TASK OBJECTIVE -> Read the lines below. Copy out any that hold the string "foliage".

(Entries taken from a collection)
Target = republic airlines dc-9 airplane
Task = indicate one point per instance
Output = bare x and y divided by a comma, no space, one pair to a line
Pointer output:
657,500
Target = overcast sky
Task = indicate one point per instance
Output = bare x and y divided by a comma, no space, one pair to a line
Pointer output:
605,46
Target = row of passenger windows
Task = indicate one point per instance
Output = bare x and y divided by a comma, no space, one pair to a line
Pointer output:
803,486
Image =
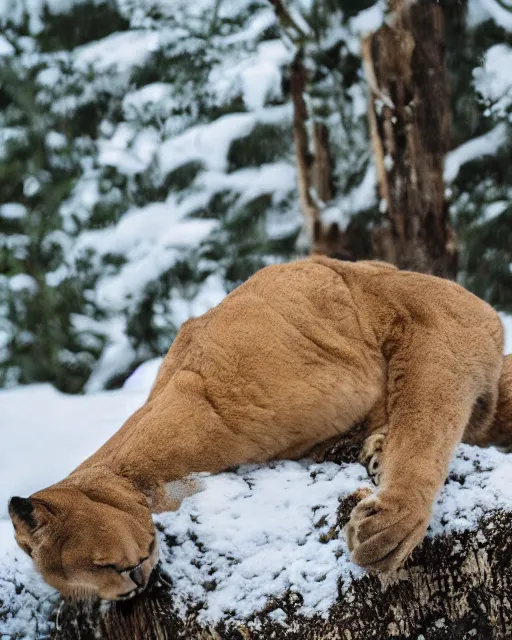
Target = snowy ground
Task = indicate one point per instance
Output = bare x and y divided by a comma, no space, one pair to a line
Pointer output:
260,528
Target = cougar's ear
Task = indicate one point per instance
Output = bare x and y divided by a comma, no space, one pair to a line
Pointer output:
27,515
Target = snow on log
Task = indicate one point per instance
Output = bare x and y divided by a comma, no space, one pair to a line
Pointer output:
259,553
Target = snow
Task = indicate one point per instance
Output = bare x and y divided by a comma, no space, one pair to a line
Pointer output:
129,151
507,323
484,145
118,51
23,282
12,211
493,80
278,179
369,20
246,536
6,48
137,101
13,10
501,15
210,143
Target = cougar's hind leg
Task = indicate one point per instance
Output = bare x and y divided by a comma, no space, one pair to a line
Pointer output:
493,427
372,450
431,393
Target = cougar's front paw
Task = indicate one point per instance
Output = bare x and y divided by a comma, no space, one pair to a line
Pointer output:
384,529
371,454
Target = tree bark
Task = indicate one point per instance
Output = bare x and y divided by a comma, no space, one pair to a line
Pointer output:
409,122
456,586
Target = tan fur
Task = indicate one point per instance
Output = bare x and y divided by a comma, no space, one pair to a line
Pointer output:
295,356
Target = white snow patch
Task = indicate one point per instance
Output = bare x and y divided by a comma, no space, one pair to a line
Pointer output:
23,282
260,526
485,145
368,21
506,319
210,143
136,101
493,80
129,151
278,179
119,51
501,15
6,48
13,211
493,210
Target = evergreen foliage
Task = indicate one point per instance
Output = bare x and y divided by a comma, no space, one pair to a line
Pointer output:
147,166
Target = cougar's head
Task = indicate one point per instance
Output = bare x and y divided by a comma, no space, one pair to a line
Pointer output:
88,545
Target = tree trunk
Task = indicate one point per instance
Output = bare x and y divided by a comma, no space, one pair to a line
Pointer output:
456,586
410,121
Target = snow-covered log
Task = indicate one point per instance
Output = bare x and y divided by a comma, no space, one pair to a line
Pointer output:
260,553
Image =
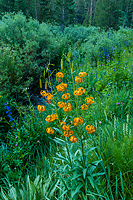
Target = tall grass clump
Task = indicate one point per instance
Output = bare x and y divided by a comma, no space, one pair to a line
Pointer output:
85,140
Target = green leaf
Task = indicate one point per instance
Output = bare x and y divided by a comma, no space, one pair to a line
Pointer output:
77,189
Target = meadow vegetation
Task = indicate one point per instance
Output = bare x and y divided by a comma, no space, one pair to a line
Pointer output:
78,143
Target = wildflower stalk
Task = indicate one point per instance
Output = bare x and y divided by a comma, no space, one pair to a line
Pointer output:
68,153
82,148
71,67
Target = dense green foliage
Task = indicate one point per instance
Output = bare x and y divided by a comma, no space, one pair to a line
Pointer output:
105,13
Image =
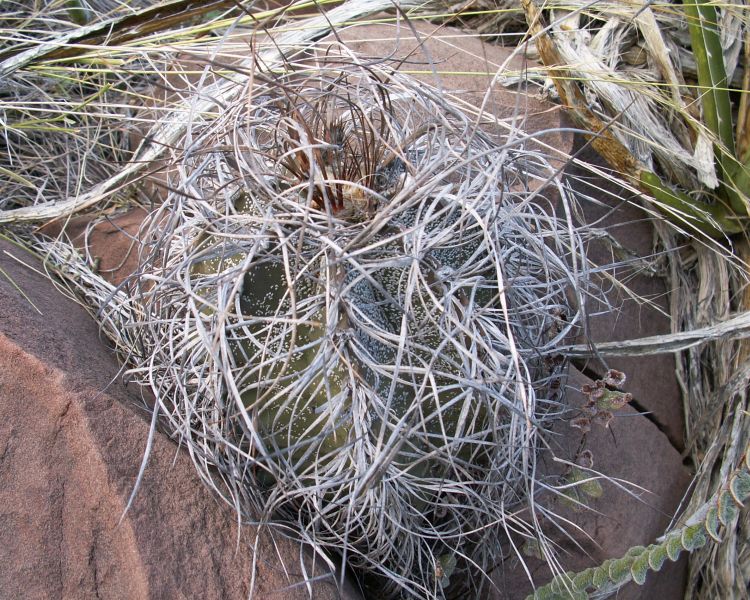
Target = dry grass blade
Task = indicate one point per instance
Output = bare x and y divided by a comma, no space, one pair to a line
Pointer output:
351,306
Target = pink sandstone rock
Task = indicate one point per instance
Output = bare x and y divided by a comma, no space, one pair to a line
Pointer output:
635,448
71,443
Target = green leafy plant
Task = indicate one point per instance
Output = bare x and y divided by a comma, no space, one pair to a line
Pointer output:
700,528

EXERCISE SOLUTION ->
Target = evergreen foliage
Target = dense green foliage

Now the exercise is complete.